### Given task
Show every line in the items below that contains the string "trunk". The match is case-sensitive.

### Task data
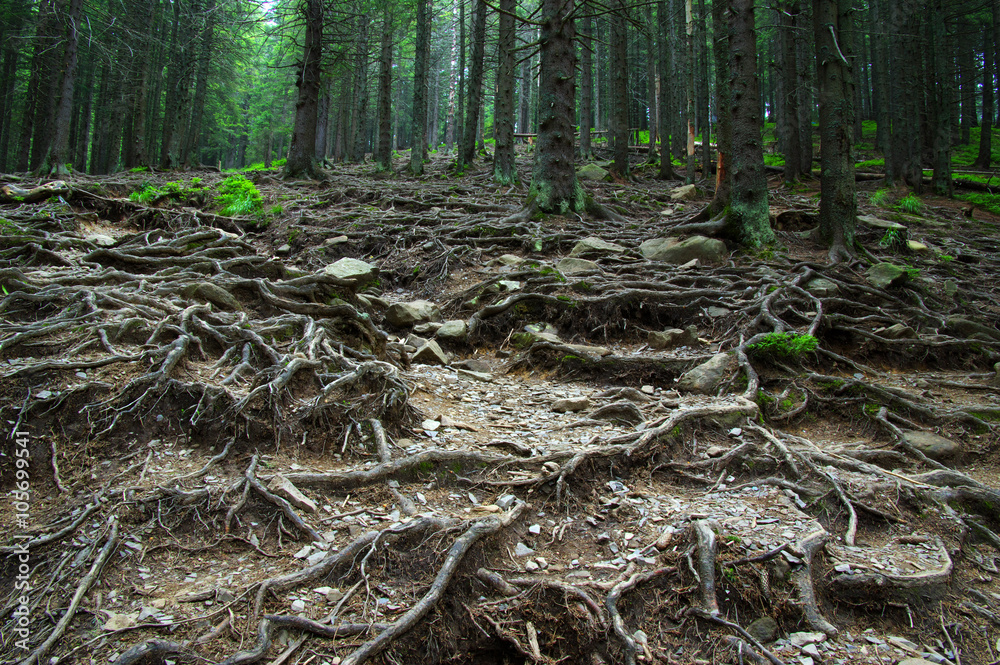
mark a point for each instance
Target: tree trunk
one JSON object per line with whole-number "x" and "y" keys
{"x": 419, "y": 139}
{"x": 475, "y": 83}
{"x": 984, "y": 158}
{"x": 724, "y": 104}
{"x": 689, "y": 79}
{"x": 834, "y": 48}
{"x": 667, "y": 109}
{"x": 619, "y": 90}
{"x": 941, "y": 95}
{"x": 301, "y": 159}
{"x": 383, "y": 158}
{"x": 748, "y": 221}
{"x": 554, "y": 187}
{"x": 586, "y": 84}
{"x": 791, "y": 135}
{"x": 504, "y": 169}
{"x": 192, "y": 150}
{"x": 59, "y": 153}
{"x": 359, "y": 142}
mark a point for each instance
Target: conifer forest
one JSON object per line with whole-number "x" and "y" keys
{"x": 499, "y": 332}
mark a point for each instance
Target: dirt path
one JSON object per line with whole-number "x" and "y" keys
{"x": 238, "y": 454}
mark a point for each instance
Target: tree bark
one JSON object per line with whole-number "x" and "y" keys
{"x": 301, "y": 159}
{"x": 504, "y": 170}
{"x": 791, "y": 136}
{"x": 723, "y": 102}
{"x": 985, "y": 156}
{"x": 667, "y": 109}
{"x": 748, "y": 222}
{"x": 475, "y": 83}
{"x": 619, "y": 90}
{"x": 359, "y": 142}
{"x": 554, "y": 187}
{"x": 419, "y": 139}
{"x": 834, "y": 49}
{"x": 586, "y": 84}
{"x": 383, "y": 157}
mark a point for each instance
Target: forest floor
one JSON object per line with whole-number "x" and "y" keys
{"x": 235, "y": 455}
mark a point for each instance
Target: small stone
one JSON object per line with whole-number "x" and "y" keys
{"x": 431, "y": 353}
{"x": 284, "y": 488}
{"x": 571, "y": 404}
{"x": 802, "y": 639}
{"x": 593, "y": 246}
{"x": 764, "y": 629}
{"x": 684, "y": 193}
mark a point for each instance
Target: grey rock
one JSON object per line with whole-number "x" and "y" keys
{"x": 899, "y": 331}
{"x": 284, "y": 488}
{"x": 473, "y": 365}
{"x": 933, "y": 445}
{"x": 707, "y": 250}
{"x": 571, "y": 266}
{"x": 100, "y": 240}
{"x": 963, "y": 327}
{"x": 596, "y": 247}
{"x": 764, "y": 629}
{"x": 591, "y": 172}
{"x": 455, "y": 330}
{"x": 403, "y": 314}
{"x": 822, "y": 288}
{"x": 431, "y": 354}
{"x": 705, "y": 378}
{"x": 884, "y": 275}
{"x": 684, "y": 193}
{"x": 650, "y": 249}
{"x": 485, "y": 377}
{"x": 359, "y": 272}
{"x": 673, "y": 337}
{"x": 428, "y": 328}
{"x": 571, "y": 404}
{"x": 510, "y": 260}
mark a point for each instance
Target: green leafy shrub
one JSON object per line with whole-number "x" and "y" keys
{"x": 879, "y": 197}
{"x": 239, "y": 196}
{"x": 911, "y": 204}
{"x": 784, "y": 345}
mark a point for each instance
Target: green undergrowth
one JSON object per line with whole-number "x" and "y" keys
{"x": 239, "y": 197}
{"x": 784, "y": 345}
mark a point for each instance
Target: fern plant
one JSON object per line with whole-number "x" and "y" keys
{"x": 239, "y": 196}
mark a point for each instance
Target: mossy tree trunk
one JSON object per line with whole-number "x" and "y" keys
{"x": 554, "y": 187}
{"x": 723, "y": 102}
{"x": 383, "y": 157}
{"x": 302, "y": 151}
{"x": 984, "y": 157}
{"x": 667, "y": 108}
{"x": 838, "y": 201}
{"x": 475, "y": 100}
{"x": 748, "y": 221}
{"x": 504, "y": 170}
{"x": 619, "y": 89}
{"x": 586, "y": 84}
{"x": 419, "y": 127}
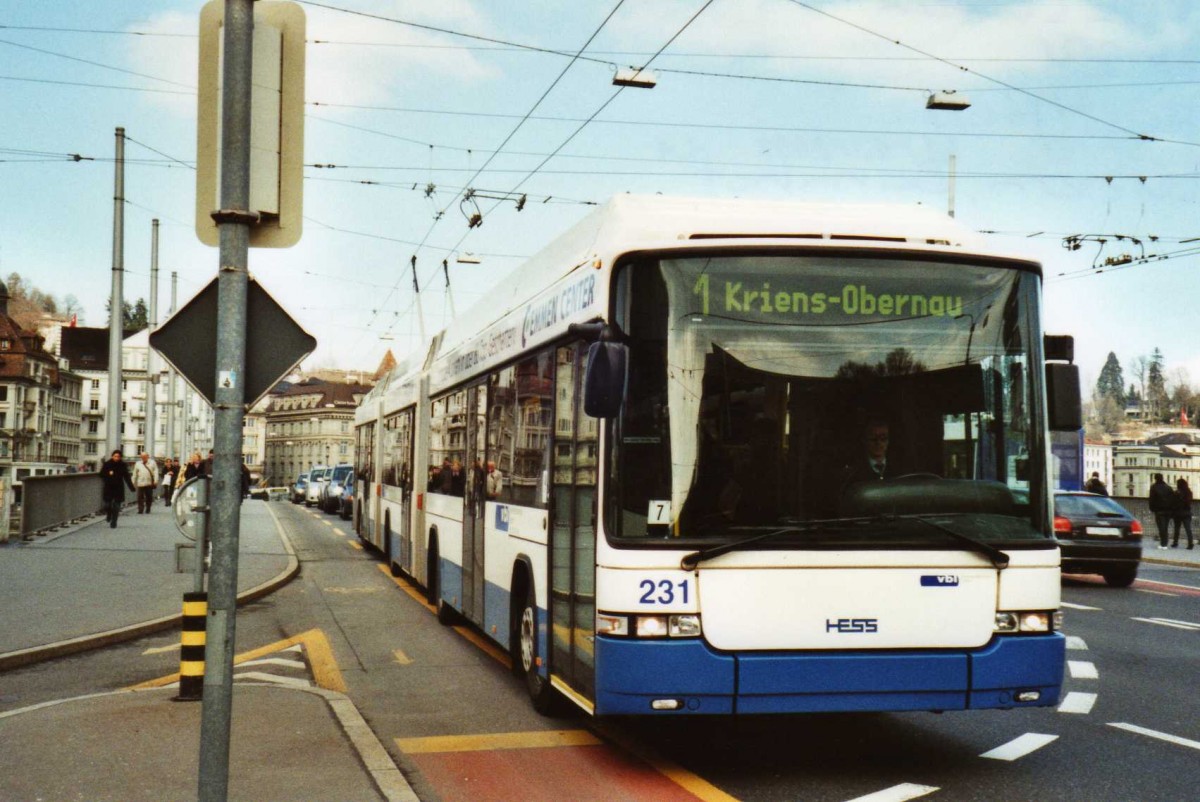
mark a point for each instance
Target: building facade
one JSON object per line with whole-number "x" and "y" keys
{"x": 1175, "y": 455}
{"x": 34, "y": 423}
{"x": 87, "y": 351}
{"x": 310, "y": 424}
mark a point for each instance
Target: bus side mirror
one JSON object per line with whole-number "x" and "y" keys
{"x": 1063, "y": 397}
{"x": 604, "y": 383}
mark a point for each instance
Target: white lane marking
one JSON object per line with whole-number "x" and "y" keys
{"x": 1020, "y": 747}
{"x": 1176, "y": 621}
{"x": 898, "y": 794}
{"x": 1186, "y": 587}
{"x": 1156, "y": 734}
{"x": 262, "y": 676}
{"x": 1168, "y": 622}
{"x": 275, "y": 660}
{"x": 1083, "y": 670}
{"x": 1077, "y": 702}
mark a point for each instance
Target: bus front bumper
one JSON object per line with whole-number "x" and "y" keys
{"x": 639, "y": 677}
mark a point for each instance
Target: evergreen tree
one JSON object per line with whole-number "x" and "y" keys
{"x": 1111, "y": 382}
{"x": 1156, "y": 388}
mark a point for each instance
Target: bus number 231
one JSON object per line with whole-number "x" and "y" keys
{"x": 664, "y": 591}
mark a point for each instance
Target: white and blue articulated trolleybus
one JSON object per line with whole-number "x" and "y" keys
{"x": 679, "y": 397}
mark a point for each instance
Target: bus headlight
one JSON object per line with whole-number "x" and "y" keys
{"x": 1027, "y": 621}
{"x": 665, "y": 626}
{"x": 611, "y": 624}
{"x": 683, "y": 626}
{"x": 652, "y": 626}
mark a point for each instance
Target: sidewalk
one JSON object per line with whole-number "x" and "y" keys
{"x": 91, "y": 585}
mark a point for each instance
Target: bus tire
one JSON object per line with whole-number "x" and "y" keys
{"x": 541, "y": 694}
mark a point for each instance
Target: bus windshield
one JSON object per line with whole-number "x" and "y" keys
{"x": 876, "y": 393}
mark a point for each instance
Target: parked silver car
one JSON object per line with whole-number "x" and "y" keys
{"x": 331, "y": 494}
{"x": 317, "y": 477}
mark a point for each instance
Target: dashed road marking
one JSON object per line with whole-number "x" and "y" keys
{"x": 535, "y": 740}
{"x": 1078, "y": 702}
{"x": 276, "y": 660}
{"x": 898, "y": 794}
{"x": 316, "y": 647}
{"x": 1170, "y": 622}
{"x": 1020, "y": 747}
{"x": 1156, "y": 734}
{"x": 1083, "y": 670}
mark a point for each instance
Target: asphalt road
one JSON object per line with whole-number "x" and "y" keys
{"x": 459, "y": 724}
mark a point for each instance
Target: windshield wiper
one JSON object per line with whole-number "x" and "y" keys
{"x": 997, "y": 557}
{"x": 689, "y": 562}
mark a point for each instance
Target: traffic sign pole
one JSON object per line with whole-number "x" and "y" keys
{"x": 233, "y": 221}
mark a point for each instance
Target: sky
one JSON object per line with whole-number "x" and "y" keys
{"x": 1083, "y": 123}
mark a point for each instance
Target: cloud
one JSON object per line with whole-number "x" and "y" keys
{"x": 1021, "y": 30}
{"x": 351, "y": 59}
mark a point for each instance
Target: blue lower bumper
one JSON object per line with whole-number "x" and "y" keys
{"x": 634, "y": 672}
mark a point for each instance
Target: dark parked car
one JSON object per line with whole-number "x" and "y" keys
{"x": 299, "y": 489}
{"x": 346, "y": 503}
{"x": 1097, "y": 536}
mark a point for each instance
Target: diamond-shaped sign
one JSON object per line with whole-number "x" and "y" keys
{"x": 275, "y": 342}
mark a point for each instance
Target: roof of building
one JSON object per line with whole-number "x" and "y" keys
{"x": 22, "y": 343}
{"x": 327, "y": 394}
{"x": 1175, "y": 438}
{"x": 87, "y": 347}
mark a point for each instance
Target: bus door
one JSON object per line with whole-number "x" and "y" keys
{"x": 474, "y": 500}
{"x": 573, "y": 527}
{"x": 405, "y": 482}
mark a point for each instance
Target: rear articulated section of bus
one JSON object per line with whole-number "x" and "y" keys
{"x": 773, "y": 639}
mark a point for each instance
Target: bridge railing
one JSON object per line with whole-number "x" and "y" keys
{"x": 51, "y": 502}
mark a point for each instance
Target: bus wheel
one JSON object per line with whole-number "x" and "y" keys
{"x": 1121, "y": 576}
{"x": 541, "y": 694}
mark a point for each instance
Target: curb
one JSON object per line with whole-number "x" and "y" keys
{"x": 85, "y": 642}
{"x": 1170, "y": 562}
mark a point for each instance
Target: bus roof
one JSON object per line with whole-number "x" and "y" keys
{"x": 639, "y": 222}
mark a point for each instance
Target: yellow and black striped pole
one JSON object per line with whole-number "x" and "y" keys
{"x": 191, "y": 656}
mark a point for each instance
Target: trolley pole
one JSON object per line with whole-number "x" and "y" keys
{"x": 172, "y": 400}
{"x": 234, "y": 221}
{"x": 151, "y": 441}
{"x": 113, "y": 418}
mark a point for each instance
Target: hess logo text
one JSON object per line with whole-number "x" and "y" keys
{"x": 850, "y": 626}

### The result
Target: tree trunk
Target: mossy tree trunk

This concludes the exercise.